**What to produce**. Please rewrite the lines below as a JSON list of strings with one string per line, skipping blank lines and leaving the pictures out.

(Records for pointing at objects in photos)
---------------

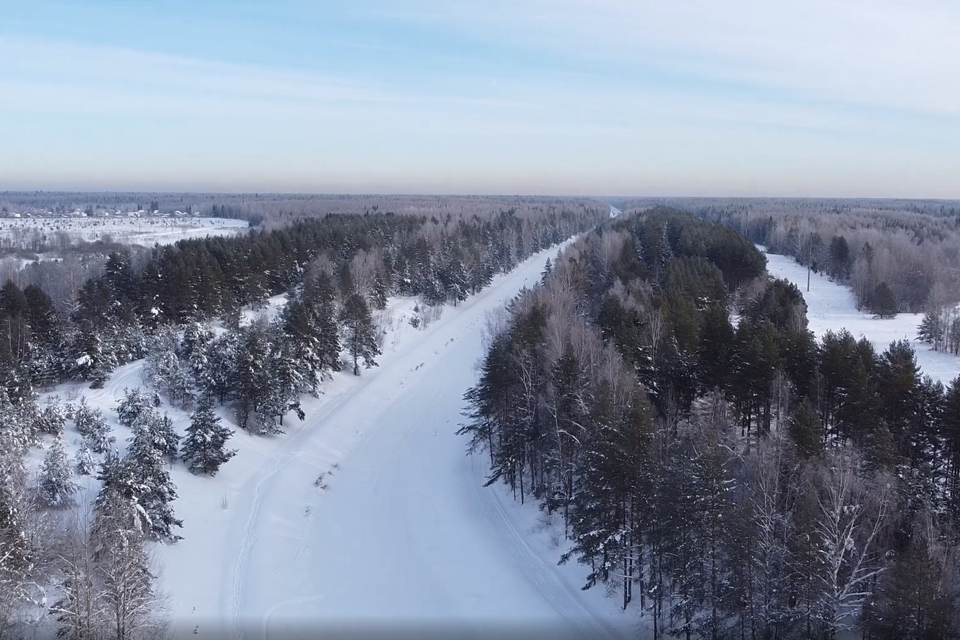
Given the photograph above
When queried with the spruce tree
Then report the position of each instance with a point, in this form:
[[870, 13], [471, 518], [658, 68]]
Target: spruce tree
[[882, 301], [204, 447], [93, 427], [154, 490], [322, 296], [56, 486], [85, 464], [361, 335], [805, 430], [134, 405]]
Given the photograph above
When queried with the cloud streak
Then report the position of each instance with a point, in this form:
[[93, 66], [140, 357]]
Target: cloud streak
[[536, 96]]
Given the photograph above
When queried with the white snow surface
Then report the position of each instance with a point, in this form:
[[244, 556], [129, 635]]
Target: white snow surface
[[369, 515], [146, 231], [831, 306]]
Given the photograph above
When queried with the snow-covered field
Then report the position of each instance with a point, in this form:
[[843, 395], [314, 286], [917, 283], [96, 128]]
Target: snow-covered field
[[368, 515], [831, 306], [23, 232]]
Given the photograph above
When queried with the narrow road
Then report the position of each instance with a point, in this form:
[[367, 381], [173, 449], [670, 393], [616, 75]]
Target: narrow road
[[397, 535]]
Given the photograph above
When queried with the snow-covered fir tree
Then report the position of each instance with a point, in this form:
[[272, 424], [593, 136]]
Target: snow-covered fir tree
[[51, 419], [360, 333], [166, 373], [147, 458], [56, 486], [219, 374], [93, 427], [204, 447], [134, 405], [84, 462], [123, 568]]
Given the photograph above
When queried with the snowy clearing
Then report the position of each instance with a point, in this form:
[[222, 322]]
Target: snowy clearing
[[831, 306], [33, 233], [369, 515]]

---------------

**Complete response**.
[
  "Given the photograph above",
  "When queried with the spruce tree",
  "Then report the position of each instance with a point, in this form:",
  "[[870, 13], [471, 518], [658, 68]]",
  "Target: spruce tree",
  "[[882, 301], [204, 447], [93, 427], [154, 490], [322, 296], [56, 486], [85, 464], [361, 335], [805, 430], [134, 405]]",
  "Given the photograph above",
  "When queried with the cloud streak",
  "Then report the position of each instance with a point, in this form:",
  "[[93, 66], [140, 357]]",
  "Target: cloud streak",
  "[[536, 96]]",
  "Given the photograph above",
  "When queried with the white snow surface",
  "Then report the position of each instance with a point, in this form:",
  "[[244, 556], [129, 635]]",
  "Target: white snow surface",
  "[[369, 515], [146, 231], [831, 306]]",
  "Given the photograph above",
  "When queried with the snow-covered field",
  "Then report the position of each instance with a point, in this form:",
  "[[843, 395], [314, 286], [917, 283], [96, 128]]",
  "Target: snow-covered field",
  "[[368, 515], [831, 306], [23, 232]]",
  "Given the photograph above",
  "When queried with the narrow road",
  "Then report the position of each instance with a point, in this form:",
  "[[367, 381], [173, 449], [670, 393], [616, 75]]",
  "Target: narrow road",
  "[[397, 535]]",
  "Given the photograph above",
  "When queried with the snow-covered fir tree",
  "Then report the position of each instance with a point, in this form:",
  "[[272, 424], [593, 136]]",
  "Target: snow-covered fir tree",
  "[[51, 419], [360, 333], [166, 373], [147, 458], [56, 486], [219, 374], [93, 427], [204, 447], [134, 405], [84, 462], [123, 568]]",
  "Given the photograph above",
  "When queried with the snowy clearing",
  "Then report the position of each instance with a point, in this form:",
  "[[222, 322]]",
  "Target: snowy clearing",
  "[[831, 306], [33, 233], [369, 515]]"
]